## What the task requires
Render every line of the material below as a string in a single JSON list, skipping blank lines and leaving out the pictures.

## Listed entries

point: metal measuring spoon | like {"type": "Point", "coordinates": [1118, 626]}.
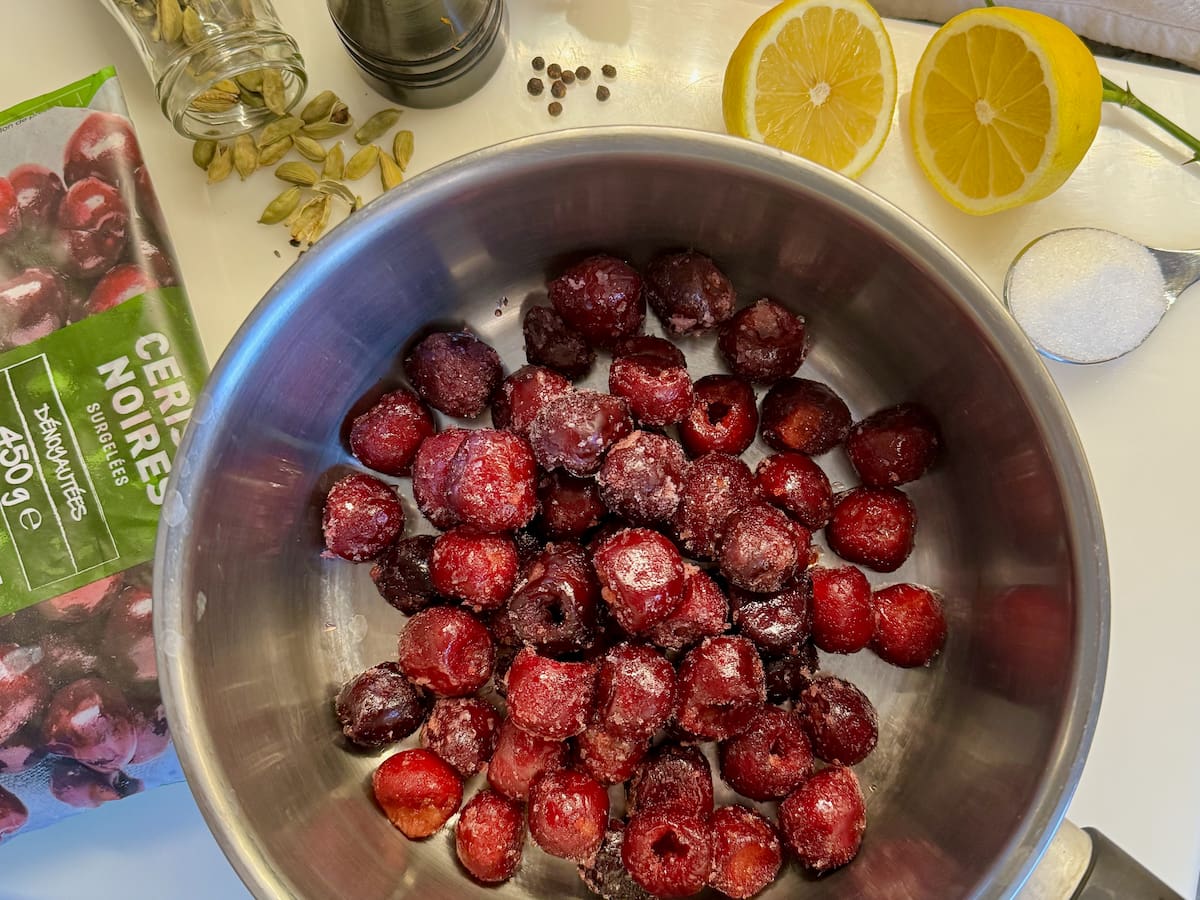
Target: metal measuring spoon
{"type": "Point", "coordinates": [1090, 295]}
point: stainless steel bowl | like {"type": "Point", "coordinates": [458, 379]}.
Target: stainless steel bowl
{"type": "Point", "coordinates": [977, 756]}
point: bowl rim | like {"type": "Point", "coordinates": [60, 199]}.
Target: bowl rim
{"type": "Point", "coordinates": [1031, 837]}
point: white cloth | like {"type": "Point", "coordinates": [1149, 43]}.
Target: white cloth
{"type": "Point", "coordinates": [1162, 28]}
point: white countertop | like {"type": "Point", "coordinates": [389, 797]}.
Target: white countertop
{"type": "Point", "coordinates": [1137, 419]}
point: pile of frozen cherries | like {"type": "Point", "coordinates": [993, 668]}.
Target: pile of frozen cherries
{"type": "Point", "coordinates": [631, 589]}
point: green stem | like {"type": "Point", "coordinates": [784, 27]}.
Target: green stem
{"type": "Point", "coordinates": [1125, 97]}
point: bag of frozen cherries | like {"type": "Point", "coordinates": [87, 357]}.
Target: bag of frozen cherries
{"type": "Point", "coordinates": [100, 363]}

## Solution to the problem
[
  "point: metal measuring spoon | like {\"type\": \"Point\", \"coordinates\": [1118, 626]}.",
  "Target: metal measuring spoon",
  "{\"type\": \"Point\", \"coordinates\": [1090, 295]}",
  "point: stainless steel bowl | like {\"type\": \"Point\", \"coordinates\": [458, 379]}.",
  "Target: stainless steel bowl",
  "{\"type\": \"Point\", \"coordinates\": [977, 756]}",
  "point: bowl rim | like {\"type\": \"Point\", \"coordinates\": [60, 199]}.",
  "Target: bowl rim",
  "{\"type\": \"Point\", \"coordinates\": [1031, 837]}",
  "point: white cloth | like {\"type\": \"Point\", \"coordinates\": [1149, 43]}.",
  "Target: white cloth",
  "{\"type\": \"Point\", \"coordinates\": [1162, 28]}",
  "point: white countertop | like {\"type\": \"Point\", \"coordinates\": [389, 797]}.",
  "Target: white countertop",
  "{\"type\": \"Point\", \"coordinates\": [1137, 419]}",
  "point: pile of frozen cherries | like {\"type\": \"Point\", \"coordinates\": [993, 668]}.",
  "Target: pile of frozen cherries",
  "{\"type\": \"Point\", \"coordinates\": [631, 589]}",
  "point: green stem | like {\"type\": \"Point\", \"coordinates\": [784, 27]}.",
  "Target: green stem",
  "{\"type\": \"Point\", \"coordinates\": [1125, 97]}",
  "point: bag of frozen cherries | like {\"type\": \"Point\", \"coordinates\": [87, 357]}.",
  "Target: bag of frozen cherries",
  "{\"type\": \"Point\", \"coordinates\": [100, 363]}"
]